Parts of the exercise:
a - In the article below on Pat Robertson's retirement, who takes over as host of "The 700 Club"?
b - Continue the article below on Pat Robertson's retirement, picking up after its final sentence.

Selection:
------------

November 2021 Church & State Magazine - November 2021

Legacy Of Hate: TV Preacher And Christian Nationalist Advocate Pat Robertson Announces His Retirement From Daily Broadcasting

  Rob Boston

Television preacher and longtime far-right political activist Pat Robertson abruptly announced last month that he will no longer host “The 700 Club,” the flagship program of his Christian Broadcasting Network (CBN).

Robertson is 91 and has had health issues, so his decision to step down as host and hand the job to his son Gordon isn’t terribly surprising. But it naturally led to attempts to assess Robertson’s career and his impact on Amer­ican politics, religion and culture.

“Pat Robertson contributed greatly to some of the worst trends in American Christianity over the last 40 years,” the Rev. David P. Gushee, distinguished professor of Christian ethics at Mercer University, told Religion News Service. “These included the fusion of conservative white Protestantism with the Republican Party, the use and abuse of supernaturalist Christianity to offer spurious and unhelpful interpretations of historical events and the development of a conservative Christian media empire that made money and gained power in the process of making everyday Christians less thoughtful contributors to American life.”

Americans United took a special interest in Robertson’s announcement because we’ve had a relationship with him that spans several decades. During the 1990s, when Robertson’s political unit, the Christian Coalition, was the nation’s most powerful Religious Right organization, Americans United was its constant foil. In 1996, I penned a book critical of Robertson titled The Most Dangerous Man in America? Pat Robertson and the Rise of the Christian Coalition.

AU was especially appalled that the group, which essentially functioned as an arm of the Republican Party, was abusing its tax-exempt status. The Coalition was infamous for producing slanted “voter guides” that made conservative candidates look like saints and liberal ones like sinners. Millions of these were distrib­uted in fundamentalist churches during election years in a scheme of dubious legality.

But AU had been keeping a close eye on Robertson before the Christian Coalition was formed. Many people associate the rise of the Religious Right in the late 1970s with the Rev. Jerry Falwell’s Moral Majority. Indeed, while Falwell was adept at grabbing headlines and boosting his public profile, others were working on the same issues – Robertson among them.

------------

Given entries:

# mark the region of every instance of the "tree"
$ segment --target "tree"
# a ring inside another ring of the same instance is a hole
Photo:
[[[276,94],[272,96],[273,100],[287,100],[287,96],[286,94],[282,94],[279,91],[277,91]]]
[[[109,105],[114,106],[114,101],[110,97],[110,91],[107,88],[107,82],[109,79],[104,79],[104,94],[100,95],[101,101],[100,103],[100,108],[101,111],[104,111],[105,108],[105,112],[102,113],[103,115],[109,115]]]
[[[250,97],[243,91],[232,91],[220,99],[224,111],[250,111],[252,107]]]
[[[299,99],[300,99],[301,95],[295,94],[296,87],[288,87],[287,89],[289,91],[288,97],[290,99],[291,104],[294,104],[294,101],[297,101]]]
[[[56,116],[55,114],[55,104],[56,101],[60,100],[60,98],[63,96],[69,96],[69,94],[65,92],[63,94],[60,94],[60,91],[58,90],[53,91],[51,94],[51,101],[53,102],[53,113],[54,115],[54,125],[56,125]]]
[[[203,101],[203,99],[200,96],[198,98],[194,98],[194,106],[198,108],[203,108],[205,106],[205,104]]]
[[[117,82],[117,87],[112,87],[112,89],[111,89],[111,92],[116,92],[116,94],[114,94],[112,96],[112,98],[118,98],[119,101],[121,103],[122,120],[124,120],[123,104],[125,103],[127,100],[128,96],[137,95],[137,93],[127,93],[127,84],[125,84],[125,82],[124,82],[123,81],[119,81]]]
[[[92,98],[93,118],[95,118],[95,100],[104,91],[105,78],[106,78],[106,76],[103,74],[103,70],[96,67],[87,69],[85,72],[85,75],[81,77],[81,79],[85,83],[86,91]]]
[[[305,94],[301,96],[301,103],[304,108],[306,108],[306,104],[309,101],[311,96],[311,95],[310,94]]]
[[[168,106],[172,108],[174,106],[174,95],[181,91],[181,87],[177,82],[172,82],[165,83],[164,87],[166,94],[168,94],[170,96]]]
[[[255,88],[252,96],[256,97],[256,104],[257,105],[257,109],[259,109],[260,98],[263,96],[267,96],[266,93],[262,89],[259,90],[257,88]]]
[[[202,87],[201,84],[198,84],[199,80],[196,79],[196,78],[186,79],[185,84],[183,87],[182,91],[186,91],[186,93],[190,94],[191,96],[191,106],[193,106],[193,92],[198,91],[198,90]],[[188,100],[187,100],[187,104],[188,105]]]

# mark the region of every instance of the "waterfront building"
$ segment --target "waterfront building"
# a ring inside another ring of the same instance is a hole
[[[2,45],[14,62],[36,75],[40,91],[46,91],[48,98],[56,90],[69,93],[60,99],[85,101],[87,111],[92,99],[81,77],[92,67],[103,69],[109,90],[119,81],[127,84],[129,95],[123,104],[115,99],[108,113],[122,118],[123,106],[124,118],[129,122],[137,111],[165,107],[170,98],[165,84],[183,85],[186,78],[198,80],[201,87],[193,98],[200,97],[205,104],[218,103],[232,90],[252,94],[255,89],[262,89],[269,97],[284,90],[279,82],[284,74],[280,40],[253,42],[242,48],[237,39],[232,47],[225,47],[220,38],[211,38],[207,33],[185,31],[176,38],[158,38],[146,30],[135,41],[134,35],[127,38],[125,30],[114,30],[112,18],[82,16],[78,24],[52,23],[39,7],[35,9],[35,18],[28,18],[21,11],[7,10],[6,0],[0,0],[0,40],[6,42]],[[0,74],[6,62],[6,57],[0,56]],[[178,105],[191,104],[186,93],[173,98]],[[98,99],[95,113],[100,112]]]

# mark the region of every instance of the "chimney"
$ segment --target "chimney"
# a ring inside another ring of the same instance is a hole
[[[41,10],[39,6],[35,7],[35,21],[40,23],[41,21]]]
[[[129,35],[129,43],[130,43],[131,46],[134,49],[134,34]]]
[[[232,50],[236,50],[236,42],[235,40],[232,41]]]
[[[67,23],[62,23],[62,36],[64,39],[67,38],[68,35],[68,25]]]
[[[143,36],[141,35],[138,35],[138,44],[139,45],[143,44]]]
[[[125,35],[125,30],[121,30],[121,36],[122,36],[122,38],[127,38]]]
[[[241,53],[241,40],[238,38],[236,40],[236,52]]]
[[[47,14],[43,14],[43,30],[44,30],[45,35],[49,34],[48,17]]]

------------

Responses to the exercise:
a - His son Gordon.

b -
Robertson founded CBN in 1960. For its first two decades, the ministry was not especially political and tended to focus on entertainment as a vehicle for proselytism. But in the late 1970s, Robertson began dabbling in politics. In 1978, he supported George Conoly Phillips, who made an unsuccessful run for U.S. Senate in Virginia.

One year later, Robertson told Sojourners magazine that he’d like to be president someday. In April 1980 he appeared at a “Washington for Jesus” rally, one of the first mass gatherings of the Religious Right in the modern era, and declared, “We have enough votes to run the country. And when people say, ‘We’ve had enough,’ we are going to take over.”

In 1981, Robertson formed a Christian nationalist group called the Freedom Council, an entity he propped up with money from CBN. In retrospect, it seems obvious that the organization was intended to launch Robertson’s presidential bid, which came to fruition on Oct. 1, 1987, when he announced he would seek the Republican nomination.

A year earlier, Robertson had vowed he would run if three million people signed a petition asking him to. With the signatures in hand, he unveiled his race for the White House. For good measure, Robertson assured his backers that God had told him to run.

As Robertson remarked to The Washington Post, “I had everything you could ask for, but God had something else for me to do. I heard the Lord saying, ‘I have something else for you to do. I want you to run for president of the United States.’”

The Almighty’s ways can be inscrutable, however. While Robertson did well in the early caucus state of Iowa, taking second place behind U.S. Sen. Robert Dole (R-Kan.) and ahead of Vice President George H.W. Bush, the eventual nominee, his momentum was short lived. Robertson took a distant fifth in the New Hampshire primary, and after a poor showing on Super Tuesday (March 8, 1988), Robertson was effectively out of the race – a mere five months after he launched his bid.

Robertson’s White House run was plagued with gaffes, controversial statements and allegations of violations of campaign finance law. But Robertson managed to make the best of it. He took the three million signatures he had gathered before the run and used them in 1990 to form a new political group, the Christian Coalition.

pat robertson

Led by Ralph Reed, a young GOP operative from Georgia, the Christian Coalition enjoyed great success for a decade, with its grassroots troops capturing control of several state-level Republican Parties. (Robertson cut his ties to the group in 2000. By then, Reed had moved on. The organization, which once had a budget in the millions, still exists but is a shadow of what it used to be with a budget of about $760,000.)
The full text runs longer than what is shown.